[Opening SUPPLIED ENTRIES section]

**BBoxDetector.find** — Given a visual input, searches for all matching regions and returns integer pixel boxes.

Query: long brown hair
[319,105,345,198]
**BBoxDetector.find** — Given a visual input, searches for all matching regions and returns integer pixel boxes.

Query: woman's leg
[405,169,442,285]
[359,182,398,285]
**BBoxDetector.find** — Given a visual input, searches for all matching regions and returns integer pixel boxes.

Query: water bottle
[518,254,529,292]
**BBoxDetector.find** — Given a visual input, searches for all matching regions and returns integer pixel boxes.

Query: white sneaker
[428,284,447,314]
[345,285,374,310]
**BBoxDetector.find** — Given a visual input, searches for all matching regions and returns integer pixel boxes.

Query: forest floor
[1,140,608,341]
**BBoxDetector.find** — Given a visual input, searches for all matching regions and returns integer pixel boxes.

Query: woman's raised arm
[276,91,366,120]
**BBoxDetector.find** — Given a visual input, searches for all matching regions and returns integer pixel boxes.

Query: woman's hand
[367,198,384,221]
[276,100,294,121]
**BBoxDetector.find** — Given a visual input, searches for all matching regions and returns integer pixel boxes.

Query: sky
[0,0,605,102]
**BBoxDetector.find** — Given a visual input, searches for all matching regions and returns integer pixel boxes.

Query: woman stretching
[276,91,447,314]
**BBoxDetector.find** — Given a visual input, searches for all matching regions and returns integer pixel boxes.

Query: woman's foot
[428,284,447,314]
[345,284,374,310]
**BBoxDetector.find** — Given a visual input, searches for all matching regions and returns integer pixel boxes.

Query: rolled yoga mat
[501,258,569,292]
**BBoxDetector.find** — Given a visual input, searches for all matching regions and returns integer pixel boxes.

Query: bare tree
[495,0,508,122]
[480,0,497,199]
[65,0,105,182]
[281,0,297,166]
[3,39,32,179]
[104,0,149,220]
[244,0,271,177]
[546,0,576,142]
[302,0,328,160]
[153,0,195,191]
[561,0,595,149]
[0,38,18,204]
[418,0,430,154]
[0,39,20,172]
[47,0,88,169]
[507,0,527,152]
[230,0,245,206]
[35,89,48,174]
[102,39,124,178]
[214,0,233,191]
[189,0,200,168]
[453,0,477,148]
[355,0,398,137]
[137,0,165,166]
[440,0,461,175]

[Closing SUPPLIED ENTRIES section]

EXERCISE PROMPT:
Output all of the records, keeping every word exact.

EXERCISE SOLUTION:
**BBoxDetector.find** — Given a visual input, searches for all matching regions and returns integer pixel boxes.

Query: long brown hair
[319,105,345,198]
**BBoxDetector.find** — Given a visual input, searches for all matching regions and returns integer pixel boxes.

Query: woman's leg
[405,169,442,285]
[359,182,398,285]
**BBoxDetector.find** — Given a visual input, searches for all matching regions and returns integer pixel boxes.

Query: water bottle
[518,254,529,292]
**BBoxDetector.find** — Given a visual input, searches for all matching regions and returns integer pixel boxes.

Query: white sneaker
[428,284,447,314]
[345,285,374,310]
**BBoxDetector.find** — Given a visual input, searches for all matching regions and returns integer pixel boxes.

Query: forest floor
[1,140,608,341]
**BBoxDetector.find** — Given a visual input, searches for all matching regions and returns integer pixel boxes.

Query: woman's raised arm
[276,91,366,120]
**BBoxDetector.find** — Given a visual input, searches for all matching regions and returns integer pixel boxes.

Query: woman's hand
[367,198,384,221]
[276,100,294,121]
**BBoxDetector.find** — Given a visual input, searches for all matching regions and returns integer pixel boxes.

Query: sky
[0,0,605,102]
**BBoxDetector.find** — Given a visual input, searches for all matching regions and returns integer pixel boxes.

Query: woman stretching
[276,91,447,314]
**BBoxDetector.find** — Given a visual input, searches for all matching regions and returns integer pixel boxes.

Query: woman's foot
[428,284,447,314]
[345,284,374,310]
**BBoxDetector.find** — Given a visual input, searches for all matching regions and returns integer pixel boxes.

Query: rolled yoga mat
[501,258,569,292]
**BBoxDetector.find** — Given a visual input, searches for all matching regions and returns integer pixel boxes.

Query: bare tree
[495,0,508,122]
[480,0,497,199]
[65,0,105,182]
[281,0,297,166]
[3,39,32,179]
[104,0,149,220]
[244,0,271,177]
[546,0,576,142]
[302,0,328,160]
[153,0,195,191]
[561,0,595,149]
[0,38,18,204]
[418,0,430,154]
[0,39,20,172]
[47,0,88,169]
[507,0,527,152]
[230,0,245,206]
[35,89,48,174]
[102,39,124,178]
[214,0,233,191]
[189,0,200,168]
[453,0,477,148]
[355,0,398,137]
[137,0,165,166]
[440,0,461,175]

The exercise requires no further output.